Set out every line of the entries below as a numbered list, skipping any blank lines.

━━━━━━━━━━

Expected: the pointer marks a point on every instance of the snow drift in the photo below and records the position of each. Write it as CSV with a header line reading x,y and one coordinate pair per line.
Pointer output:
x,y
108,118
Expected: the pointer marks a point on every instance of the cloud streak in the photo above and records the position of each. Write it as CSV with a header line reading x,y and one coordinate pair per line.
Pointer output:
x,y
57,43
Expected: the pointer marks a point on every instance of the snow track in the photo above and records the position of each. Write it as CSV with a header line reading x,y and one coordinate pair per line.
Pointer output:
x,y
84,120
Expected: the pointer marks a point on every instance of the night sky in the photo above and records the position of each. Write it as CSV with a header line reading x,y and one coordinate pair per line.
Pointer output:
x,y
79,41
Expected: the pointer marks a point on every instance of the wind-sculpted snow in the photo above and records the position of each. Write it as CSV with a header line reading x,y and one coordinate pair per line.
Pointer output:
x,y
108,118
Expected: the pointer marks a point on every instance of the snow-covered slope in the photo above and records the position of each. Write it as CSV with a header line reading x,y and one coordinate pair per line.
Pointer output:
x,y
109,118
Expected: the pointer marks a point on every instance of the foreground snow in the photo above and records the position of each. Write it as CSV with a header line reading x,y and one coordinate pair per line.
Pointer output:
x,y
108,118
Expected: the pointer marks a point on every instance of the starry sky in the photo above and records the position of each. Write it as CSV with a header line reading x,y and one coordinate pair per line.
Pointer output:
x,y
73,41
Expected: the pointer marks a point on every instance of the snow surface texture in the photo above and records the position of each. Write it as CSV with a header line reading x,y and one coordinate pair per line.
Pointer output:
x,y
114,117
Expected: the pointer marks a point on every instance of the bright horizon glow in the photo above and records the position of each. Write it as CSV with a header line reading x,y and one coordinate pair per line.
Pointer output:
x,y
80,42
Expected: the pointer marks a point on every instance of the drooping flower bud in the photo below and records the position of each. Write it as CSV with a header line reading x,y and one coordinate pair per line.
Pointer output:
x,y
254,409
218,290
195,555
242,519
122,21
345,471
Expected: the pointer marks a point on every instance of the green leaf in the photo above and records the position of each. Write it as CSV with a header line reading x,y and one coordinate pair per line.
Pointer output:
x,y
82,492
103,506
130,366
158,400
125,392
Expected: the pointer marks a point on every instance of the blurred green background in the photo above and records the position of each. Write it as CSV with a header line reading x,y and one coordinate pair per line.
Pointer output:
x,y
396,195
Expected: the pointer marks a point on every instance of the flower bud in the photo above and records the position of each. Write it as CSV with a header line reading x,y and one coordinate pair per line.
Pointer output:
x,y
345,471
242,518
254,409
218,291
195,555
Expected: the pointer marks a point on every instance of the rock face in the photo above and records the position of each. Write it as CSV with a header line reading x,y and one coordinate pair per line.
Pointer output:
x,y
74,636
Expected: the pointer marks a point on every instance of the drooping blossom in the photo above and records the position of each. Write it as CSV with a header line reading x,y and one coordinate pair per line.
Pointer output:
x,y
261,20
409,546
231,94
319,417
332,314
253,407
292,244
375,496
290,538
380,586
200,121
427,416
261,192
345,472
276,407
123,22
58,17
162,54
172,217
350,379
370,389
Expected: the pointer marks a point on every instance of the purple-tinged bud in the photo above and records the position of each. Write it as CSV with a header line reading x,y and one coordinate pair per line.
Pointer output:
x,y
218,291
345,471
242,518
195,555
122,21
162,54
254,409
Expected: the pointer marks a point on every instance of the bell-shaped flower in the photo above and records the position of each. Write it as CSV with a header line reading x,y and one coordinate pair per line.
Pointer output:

━━━━━━━━━━

Answer to the task:
1. Expected: the pointer marks a point on every instance of the snow drift in the photo below and records the position of each. Write it as CSV with a header line reading x,y and one coordinate pair per line.
2. Pointer output:
3. x,y
4. 108,118
5. Expected: the pointer marks a point on every instance of the cloud streak in the photo above and records the position of each. Write it as CSV with a header line reading x,y and one coordinate pair per line.
6. Pointer output:
7. x,y
8. 57,43
9. Expected: the pointer marks a point on every instance of the snow track in the photo above and records the position of each. Write it as CSV with a header line reading x,y and one coordinate pair per line.
10. Pointer output:
11. x,y
12. 84,120
13. Expected: the pointer marks a point on every instance of the night sky in the photo above and records the position of each. Write it as CSV with a header line reading x,y and one coordinate pair per line.
14. Pointer output:
15. x,y
16. 79,41
17. Expected: the pointer marks a point on every instance of the wind-sculpted snow in the photo above and records the position of each. Write it as CSV with a header line reading x,y and one coordinate pair per line.
18. Pointer output:
19. x,y
20. 108,118
21. Expected: the pointer marks a point on every instance of the snow-covered slope in the photo above and records the position of each. Write it as CSV with a header line reading x,y and one coordinate pair per line.
22. Pointer output:
23. x,y
24. 109,118
25. Expected: the pointer marks a point on every instance of the foreground snow in the photo above and records the position of each. Write it as CSV with a header line reading x,y and one coordinate pair per line.
26. Pointer output:
27. x,y
28. 108,118
29. Expected: the pointer marks a point on every instance of the starry sky in the photo above and records the position of each. Write it as CSV with a header line reading x,y and one coordinate pair per line.
30. Pointer output:
31. x,y
32. 73,41
33. Expected: the pointer marks a point on every instance of the snow surface texture in the photo above and records the position of each. Write it as CSV with a header line reading x,y and one coordinate pair per line.
34. Pointer output:
35. x,y
36. 114,117
37. Expected: the pointer marks a point on every instance of the bright horizon glow in the photo above and records the position of each. Write it as CSV with a header line reading x,y and one coordinate pair per line.
38. Pointer output:
39. x,y
40. 80,42
41. Expected: the pointer marks a point on every instance of the drooping flower bud in the photo below and records the position of each. Write it as CSV with a header line reading x,y and one coordinate pair per line.
42. Pointer output:
43. x,y
44. 254,409
45. 218,290
46. 195,555
47. 242,519
48. 122,21
49. 345,471
50. Expected: the pointer marks a point on every instance of the green leaf in the photo above and records the position of each. Write it as CSV with a header line reading x,y and one coordinate pair per line.
51. Pointer output:
52. x,y
53. 82,492
54. 103,506
55. 130,366
56. 158,400
57. 125,392
58. Expected: the pointer marks a point on every instance of the blurred green background in the photo above and records the position of each. Write it as CSV with a header line reading x,y and one coordinate pair per line.
59. Pointer output:
60. x,y
61. 396,195
62. Expected: the pointer marks a point on every instance of the flower bud in the photo above and records the position of each. Write it as CSV with a header line reading x,y and one coordinate pair per line.
63. Pointer output:
64. x,y
65. 345,471
66. 242,518
67. 254,409
68. 218,291
69. 195,555
70. Expected: the pointer marks a point on every instance of the rock face in the photo above and records the position of each. Write it as CSV with a header line reading x,y and one coordinate pair per line.
71. Pointer output:
72. x,y
73. 74,636
74. Expected: the pointer marks a point on every instance of the drooping blossom in the photo above and records the position of each. Write it as CSV with a header line reading x,y and one coordinate pair per line.
75. Pointer output:
76. x,y
77. 261,20
78. 409,546
79. 231,94
80. 319,417
81. 332,314
82. 253,407
83. 292,244
84. 375,496
85. 290,538
86. 380,586
87. 200,121
88. 427,416
89. 261,192
90. 345,472
91. 276,407
92. 123,22
93. 58,17
94. 162,54
95. 172,217
96. 350,379
97. 370,389
98. Expected: the pointer marks a point on every instance of the purple-tinged bud in the photo above and records the position of each. Write it as CSV with a header line reading x,y and one coordinate pair per line.
99. Pointer output:
100. x,y
101. 218,291
102. 345,471
103. 242,518
104. 195,555
105. 122,21
106. 162,54
107. 254,409
108. Expected: the pointer marks a point on every instance of the bell-shaped flower in the photo above and records the position of each. Write it as CSV with a header line reading x,y and one coordinate pair per line.
109. Pointer output:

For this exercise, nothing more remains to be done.